◆ TEXT PROVIDED:
- Opening Delimiter -

Whoo’s Brand Power Remains Solid

The author is an analyst of NH Investment & Securities. She can be reached at mj27@nhqv.com. -- Ed.

 

We believe that LG H&H’s OP grew only 0.3% y-y in 3Q21, weighed upon by Covid-19 effects, a rising raw materials cost burden, and an adverse y-y base burden. However, Whoo’s brand power appears to remain solid. Despite the rocky external environment, we view a recent drop in the firm’s share price as being excessive.

Chinese demand for Whoo brand products remains solid

Although adhering to a Buy rating, we lower our TP on LG H&H from W2,100,000 to W1,900,000, reflecting downward revisions to 2021E and 2022F EPS (-7.6% and -8.5%, respectively) made in consideration of the inevitable impact of local operations in China from both Covid-19 effects and a higher raw materials cost burden.

Although there are concerns about a slowing in local cosmetics consumption in China, the extent of such is to be relatively light for Whoo, which has established itself as a luxury brand. Demand in China, including at the DFS channel, remains solid. Accordingly, we view a recent drop in LG H&H’s share price as being excessive, largely attributing the 2H21E earnings deceleration to external environmental factors rather than an entry into a structural downturn. While concerns linger towards the earnings slowdown, any further decline from the current share price (12-month FWD P/E of 22.6x) should be limited.

3Q21 preview: Earnings to arrive sluggish

On a consolidated basis, we expect LG H&H to post 3Q21 sales of W2.12tn (+2.8% y-y) and OP of W328.5bn (+0.3% y-y).

We size 3Q21 cosmetics sales at W1,164.4bn (+1.8% y-y) and OP at W200.5bn (+1.4% y-y). Top-line growth in China (3Q21E: +12% y-y) likely lost some steam due to both pandemic-related logistics issues and an adverse y-y base burden at the DFS channel (+15% y-y).

- Closing Delimiter -

Source data
- Opening Delimiter -

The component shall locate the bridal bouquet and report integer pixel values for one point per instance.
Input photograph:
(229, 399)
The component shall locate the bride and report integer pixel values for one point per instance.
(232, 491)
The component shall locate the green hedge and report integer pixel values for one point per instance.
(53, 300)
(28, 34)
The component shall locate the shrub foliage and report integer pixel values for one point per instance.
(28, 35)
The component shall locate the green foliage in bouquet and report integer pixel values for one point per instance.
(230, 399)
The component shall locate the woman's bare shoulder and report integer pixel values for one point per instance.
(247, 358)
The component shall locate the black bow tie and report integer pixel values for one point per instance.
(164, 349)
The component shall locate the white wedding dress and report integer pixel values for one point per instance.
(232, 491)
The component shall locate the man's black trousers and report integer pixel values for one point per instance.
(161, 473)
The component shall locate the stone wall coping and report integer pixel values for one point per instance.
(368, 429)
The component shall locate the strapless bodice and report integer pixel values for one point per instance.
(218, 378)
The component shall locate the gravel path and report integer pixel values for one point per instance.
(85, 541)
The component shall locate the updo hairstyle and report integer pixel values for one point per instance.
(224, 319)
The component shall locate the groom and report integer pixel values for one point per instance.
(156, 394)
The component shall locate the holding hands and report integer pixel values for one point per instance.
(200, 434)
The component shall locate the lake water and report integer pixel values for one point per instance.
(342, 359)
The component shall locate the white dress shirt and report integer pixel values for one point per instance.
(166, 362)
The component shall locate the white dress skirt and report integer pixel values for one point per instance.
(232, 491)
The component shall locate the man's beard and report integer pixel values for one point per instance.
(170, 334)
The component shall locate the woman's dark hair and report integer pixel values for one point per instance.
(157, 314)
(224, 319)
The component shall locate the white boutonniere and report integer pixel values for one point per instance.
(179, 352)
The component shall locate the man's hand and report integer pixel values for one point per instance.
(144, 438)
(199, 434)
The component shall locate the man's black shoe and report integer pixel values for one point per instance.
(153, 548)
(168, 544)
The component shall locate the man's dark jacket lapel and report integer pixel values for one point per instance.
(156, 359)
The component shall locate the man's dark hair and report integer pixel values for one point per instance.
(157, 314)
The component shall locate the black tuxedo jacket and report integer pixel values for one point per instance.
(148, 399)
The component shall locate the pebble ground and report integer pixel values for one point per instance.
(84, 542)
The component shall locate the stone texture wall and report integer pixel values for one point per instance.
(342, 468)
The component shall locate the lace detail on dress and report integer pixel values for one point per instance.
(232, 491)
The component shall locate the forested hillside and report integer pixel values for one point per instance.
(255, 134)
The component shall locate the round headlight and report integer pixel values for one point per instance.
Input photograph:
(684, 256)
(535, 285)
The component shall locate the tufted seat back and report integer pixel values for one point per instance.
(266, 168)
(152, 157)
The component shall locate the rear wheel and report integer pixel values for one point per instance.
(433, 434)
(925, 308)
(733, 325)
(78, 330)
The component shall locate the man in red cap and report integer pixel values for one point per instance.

- Closing Delimiter -

◆ WORK TASK: Please copy the analyst note on LG H&H verbatim, from "The author is" up to and including "as being excessive.".

◆ REPLY TO THE EXERCISE:
The author is an analyst of NH Investment & Securities. She can be reached at mj27@nhqv.com. -- Ed.

 

We believe that LG H&H’s OP grew only 0.3% y-y in 3Q21, weighed upon by Covid-19 effects, a rising raw materials cost burden, and an adverse y-y base burden. However, Whoo’s brand power appears to remain solid. Despite the rocky external environment, we view a recent drop in the firm’s share price as being excessive.